* begin SUPPLIED ENTRIES *

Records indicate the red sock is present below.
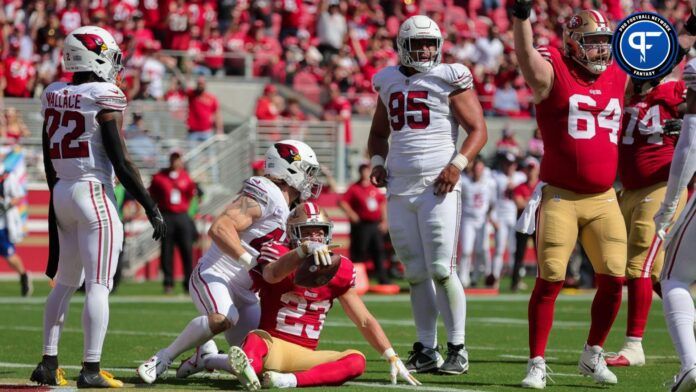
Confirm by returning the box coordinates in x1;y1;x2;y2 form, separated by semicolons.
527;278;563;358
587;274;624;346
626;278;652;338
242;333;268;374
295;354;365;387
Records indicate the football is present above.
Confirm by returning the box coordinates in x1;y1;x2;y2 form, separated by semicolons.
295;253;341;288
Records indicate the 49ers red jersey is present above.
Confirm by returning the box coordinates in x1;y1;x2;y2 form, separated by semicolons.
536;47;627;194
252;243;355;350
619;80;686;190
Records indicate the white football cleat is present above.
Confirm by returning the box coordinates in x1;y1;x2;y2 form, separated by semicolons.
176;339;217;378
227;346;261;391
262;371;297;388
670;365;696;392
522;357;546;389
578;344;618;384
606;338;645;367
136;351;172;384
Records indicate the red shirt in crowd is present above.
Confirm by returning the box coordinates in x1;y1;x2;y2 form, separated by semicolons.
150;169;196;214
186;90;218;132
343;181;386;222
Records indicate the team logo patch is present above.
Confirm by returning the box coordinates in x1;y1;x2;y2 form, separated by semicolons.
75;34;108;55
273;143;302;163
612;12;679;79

* end SUPPLIED ENTRIES *

■ DIRECTION: Please render the records as a two-column CSV with the headers text and result, starting at the line containing "Records indicate the team" and ending at the end of the records. Give one row per item, with its wording under text and its coordinates under result, each field quoted and line breaks replaced by spaces.

■ OUTPUT FOR THIS EXERCISE:
text,result
"Records indicate the team logo patch is present above. Confirm by returning the box coordinates in x1;y1;x2;y2 form, separated by semicolons.","75;34;108;55 273;143;302;163 612;12;679;79"